Quoted passage →
-=-=-=-=-

Table of Contents
The Message of Micah
The prophet Micah presented a message of change and hope. He summed his call by the words: “He has shown you, O man, what is good; and what does the Lord require of you but to do justly, to love mercy, and to walk humbly with your God?” (Micah 6:8). This message was not a new one and did not present an alteration in God’s demands.
God called His people to do justice and be merciful for “Blessed are the merciful, for they shall obtain mercy” (Matthew 5:7). He wanted them to walk humbly with God (Genesis 5:22; 6:9), that is, to order their lives in harmony with His will. This very message was affirmed through the personal testimony of the Holy Spirit (Romans 8:16) and enlarged through the calls of the prophets.
A Heart Religion
The people of Micah’s day had the Pentateuch in writing, and certainly other books of the Bible, as well as the witness of contemporary prophets such as Isaiah and Hosea (Isaiah 1:1; Hosea 1:1; Micah 1:1). However, they seemed to have forgotten that external rituals are worthless without holiness and loving acts.
One of the main works of the prophets was to educate the people that mere formal religious practice could not take the place for inner transformation of character and obedience (1 Samuel 15:22; Jeremiah 6:20; 7:3–7; John 4:23, 24). The Lord didn’t want sacrifices but the hearts of His children; not their worship but their thoughts.
The Goal of Religion
The goal of the plan of salvation was the restoration of humans to the image of the Creator (Genesis 1:26,27). This message was given to Adam and His offspring. God wanted His people to be rightouss (Exodus 21:1) and keep His Ten Commandments (Exodus 20:2-17).
“To do justly, and to love mercy” is to act graciously towards men. This thought sums up the last 6 commandments in God’s Law (Exodus 20:12-17; Matthew 22:39). And “to walk humbly with your God” is to live in harmony with His Commands which sums up the first four commandments of His law (Exodus 20: 3-12; Matthew 22:37, 38). Thus, love expressed in action with to God and men is “good”; it is all that God commands, for “love is the fulfilling of the law” (Romans 13:10).
The goal of true faith is character development. External rituals are of value only if they help the change of character. But in themselves rituals are worthless (Micah 6:6,7). Because it is often easier to offer outward service than to transform the evil nature of the mind. People have ever been more willing to give outward worship than to develop the graces of God in their lives. Thus, it was with the scribes and Pharisees whom Jesus reproved. They very carefully kept the laws of tithing but neglected the “weightier matters of the law, judgment, mercy, and faith” (Matthew 23:23).

-=-=-=-=-

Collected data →

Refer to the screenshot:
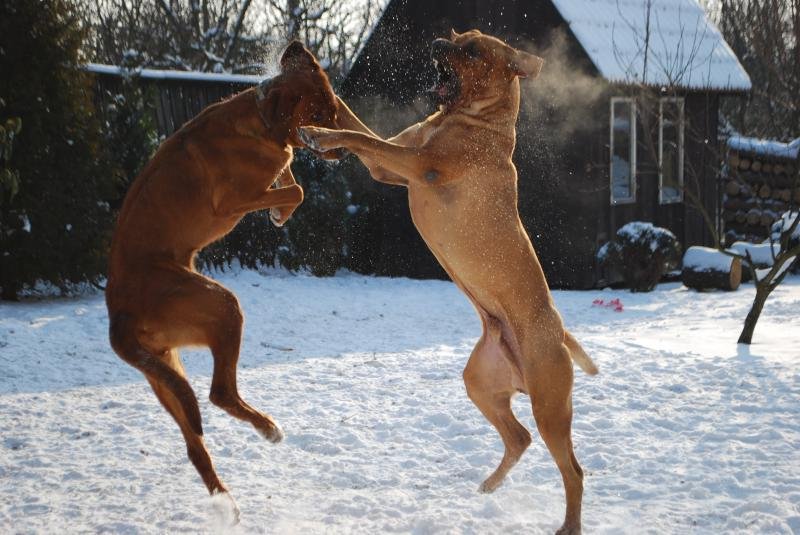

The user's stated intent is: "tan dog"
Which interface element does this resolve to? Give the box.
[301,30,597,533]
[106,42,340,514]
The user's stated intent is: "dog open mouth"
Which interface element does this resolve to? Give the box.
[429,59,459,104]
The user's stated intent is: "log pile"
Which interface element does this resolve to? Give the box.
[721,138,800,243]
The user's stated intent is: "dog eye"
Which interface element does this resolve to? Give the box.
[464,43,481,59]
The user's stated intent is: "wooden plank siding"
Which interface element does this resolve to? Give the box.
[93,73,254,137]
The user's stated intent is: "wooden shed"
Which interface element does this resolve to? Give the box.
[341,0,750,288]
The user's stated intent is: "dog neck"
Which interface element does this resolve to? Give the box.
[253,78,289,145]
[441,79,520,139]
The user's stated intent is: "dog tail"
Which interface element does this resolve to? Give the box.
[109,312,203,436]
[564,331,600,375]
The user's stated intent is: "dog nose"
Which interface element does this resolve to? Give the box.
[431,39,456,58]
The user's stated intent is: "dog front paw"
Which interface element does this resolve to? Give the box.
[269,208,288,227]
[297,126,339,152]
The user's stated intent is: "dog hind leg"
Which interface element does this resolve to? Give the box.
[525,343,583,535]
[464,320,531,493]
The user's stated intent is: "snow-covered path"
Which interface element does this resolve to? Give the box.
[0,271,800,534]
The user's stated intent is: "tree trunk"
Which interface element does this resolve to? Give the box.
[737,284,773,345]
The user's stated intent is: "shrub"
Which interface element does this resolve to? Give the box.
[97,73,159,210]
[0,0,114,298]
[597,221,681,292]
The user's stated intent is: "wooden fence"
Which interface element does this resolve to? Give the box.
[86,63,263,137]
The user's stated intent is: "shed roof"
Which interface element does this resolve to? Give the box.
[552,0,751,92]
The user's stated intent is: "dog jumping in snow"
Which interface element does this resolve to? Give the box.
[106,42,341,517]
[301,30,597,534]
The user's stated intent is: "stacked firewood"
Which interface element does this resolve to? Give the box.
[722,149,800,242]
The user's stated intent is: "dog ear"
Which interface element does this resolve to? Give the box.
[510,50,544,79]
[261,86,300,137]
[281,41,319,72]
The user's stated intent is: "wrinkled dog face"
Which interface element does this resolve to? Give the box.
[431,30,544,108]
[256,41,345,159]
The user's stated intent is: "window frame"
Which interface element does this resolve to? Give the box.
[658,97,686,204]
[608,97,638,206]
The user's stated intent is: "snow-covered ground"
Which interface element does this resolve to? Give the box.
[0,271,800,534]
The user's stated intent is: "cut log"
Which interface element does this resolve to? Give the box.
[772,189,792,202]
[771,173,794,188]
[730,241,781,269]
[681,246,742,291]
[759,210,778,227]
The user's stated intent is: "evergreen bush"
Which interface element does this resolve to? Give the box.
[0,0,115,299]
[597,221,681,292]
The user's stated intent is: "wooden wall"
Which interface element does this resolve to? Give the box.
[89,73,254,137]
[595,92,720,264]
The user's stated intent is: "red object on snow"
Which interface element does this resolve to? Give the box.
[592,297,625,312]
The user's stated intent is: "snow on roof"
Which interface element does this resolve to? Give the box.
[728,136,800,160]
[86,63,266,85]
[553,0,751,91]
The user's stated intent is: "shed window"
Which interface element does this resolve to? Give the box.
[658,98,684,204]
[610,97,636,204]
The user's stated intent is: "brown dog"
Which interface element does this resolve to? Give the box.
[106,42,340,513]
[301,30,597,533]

-=-=-=-=-

Things to do →
[a] Translate this sentence from the article on Micah's message into Spanish: "The prophet Micah presented a message of change and hope."
[b] According to the article on Micah's message, which two contemporary prophets also witnessed to the people of Micah's day?

Answers to the exercise →
[a] El profeta Miqueas presentó un mensaje de cambio y esperanza.

[b] Isaiah and Hosea.